━━━━━ SELECTED TEXT

We all know cats hate water, right? Not so fast: Tigers and jaguars are fond of swimming, and plenty of domestic cats think taking a dip in a lake, getting in the shower with you, or just splashing around in their water dish, is the most fun ever. Meet 10 cat breeds who swim against the current when it comes to getting wet.
10. Maine Coon: This big, furry lug was a popular ship’s cat in his native New England. No self-respecting sea captain left on a voyage without one. The Maine Coon boasts a dense, water-repellent coat that comes in many colors and patterns.
9. Norwegian Forest Cat: As befits a Viking cat, the Wegie, as he’s nicknamed, is an intrepid fisher who has been know to snag fish from lakes and streams. (Watch out if you have an aquarium!) Cousin to the Maine Coon, he also sports a thick coat that repels water.

━━━━━━━━━━

### WHAT THIS TASK INVOLVES
Reproduce the passage on water-loving cat breeds word for word, from "9. Norwegian Forest" up to and including "that repels water.".

━━━━━ RAW DATA

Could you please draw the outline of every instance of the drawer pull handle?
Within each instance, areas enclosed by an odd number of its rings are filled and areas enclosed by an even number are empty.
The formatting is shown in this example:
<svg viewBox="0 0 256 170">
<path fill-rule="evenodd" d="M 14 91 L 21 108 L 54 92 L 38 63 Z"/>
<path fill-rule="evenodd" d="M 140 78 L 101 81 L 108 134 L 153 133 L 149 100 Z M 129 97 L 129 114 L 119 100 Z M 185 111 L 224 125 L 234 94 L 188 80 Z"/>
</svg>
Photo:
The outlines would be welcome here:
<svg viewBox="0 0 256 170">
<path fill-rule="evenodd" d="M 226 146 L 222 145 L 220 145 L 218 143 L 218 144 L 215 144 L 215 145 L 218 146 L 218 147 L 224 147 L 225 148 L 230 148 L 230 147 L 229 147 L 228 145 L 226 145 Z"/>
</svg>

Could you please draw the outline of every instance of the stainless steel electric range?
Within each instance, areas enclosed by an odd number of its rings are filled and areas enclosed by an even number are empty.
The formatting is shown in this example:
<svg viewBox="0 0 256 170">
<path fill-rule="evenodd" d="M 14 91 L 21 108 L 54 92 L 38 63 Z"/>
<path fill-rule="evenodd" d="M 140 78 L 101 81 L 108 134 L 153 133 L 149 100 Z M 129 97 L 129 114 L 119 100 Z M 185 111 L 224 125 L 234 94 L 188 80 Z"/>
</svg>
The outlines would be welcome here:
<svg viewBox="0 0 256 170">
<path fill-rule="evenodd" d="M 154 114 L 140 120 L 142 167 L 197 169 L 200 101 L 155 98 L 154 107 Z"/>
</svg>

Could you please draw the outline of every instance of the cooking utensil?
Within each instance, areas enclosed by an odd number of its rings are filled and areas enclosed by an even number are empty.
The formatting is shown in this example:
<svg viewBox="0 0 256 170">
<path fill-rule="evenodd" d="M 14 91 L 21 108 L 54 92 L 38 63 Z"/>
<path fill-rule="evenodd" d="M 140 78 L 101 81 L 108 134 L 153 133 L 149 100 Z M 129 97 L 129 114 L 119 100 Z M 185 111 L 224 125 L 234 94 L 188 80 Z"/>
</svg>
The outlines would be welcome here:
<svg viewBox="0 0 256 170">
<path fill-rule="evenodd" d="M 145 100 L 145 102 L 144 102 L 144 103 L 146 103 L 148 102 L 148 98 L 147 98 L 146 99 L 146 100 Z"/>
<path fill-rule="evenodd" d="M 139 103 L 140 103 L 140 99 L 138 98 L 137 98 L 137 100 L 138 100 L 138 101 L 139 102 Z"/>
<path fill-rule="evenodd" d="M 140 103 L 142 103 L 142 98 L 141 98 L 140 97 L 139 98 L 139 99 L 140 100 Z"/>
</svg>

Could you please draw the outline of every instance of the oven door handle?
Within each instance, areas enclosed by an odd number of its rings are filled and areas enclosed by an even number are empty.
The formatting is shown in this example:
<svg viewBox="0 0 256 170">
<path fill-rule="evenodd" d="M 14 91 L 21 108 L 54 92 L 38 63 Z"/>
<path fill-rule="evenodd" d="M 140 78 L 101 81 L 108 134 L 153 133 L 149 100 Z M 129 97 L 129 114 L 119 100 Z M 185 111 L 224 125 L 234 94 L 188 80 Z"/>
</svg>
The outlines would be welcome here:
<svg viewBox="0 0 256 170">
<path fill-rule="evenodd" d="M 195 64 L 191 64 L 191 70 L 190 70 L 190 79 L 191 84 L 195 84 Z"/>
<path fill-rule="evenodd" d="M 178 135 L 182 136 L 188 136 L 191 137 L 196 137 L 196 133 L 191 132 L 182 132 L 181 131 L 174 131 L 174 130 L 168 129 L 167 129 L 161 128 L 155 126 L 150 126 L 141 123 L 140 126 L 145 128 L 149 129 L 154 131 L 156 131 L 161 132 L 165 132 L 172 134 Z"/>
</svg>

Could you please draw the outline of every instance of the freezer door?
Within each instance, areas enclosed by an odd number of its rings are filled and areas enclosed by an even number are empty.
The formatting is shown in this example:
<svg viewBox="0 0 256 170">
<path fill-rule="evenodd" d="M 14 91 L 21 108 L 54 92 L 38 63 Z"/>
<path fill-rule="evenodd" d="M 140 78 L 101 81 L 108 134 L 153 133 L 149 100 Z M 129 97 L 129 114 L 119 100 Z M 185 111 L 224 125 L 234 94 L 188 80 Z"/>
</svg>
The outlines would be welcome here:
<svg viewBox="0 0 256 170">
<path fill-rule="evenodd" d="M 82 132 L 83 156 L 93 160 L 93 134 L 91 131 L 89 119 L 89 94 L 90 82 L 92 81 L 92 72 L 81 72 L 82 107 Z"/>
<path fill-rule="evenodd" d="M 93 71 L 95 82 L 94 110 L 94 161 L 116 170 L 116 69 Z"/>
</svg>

━━━━━━━━━━

### PROBLEM SOLUTION
9. Norwegian Forest Cat: As befits a Viking cat, the Wegie, as he’s nicknamed, is an intrepid fisher who has been know to snag fish from lakes and streams. (Watch out if you have an aquarium!) Cousin to the Maine Coon, he also sports a thick coat that repels water.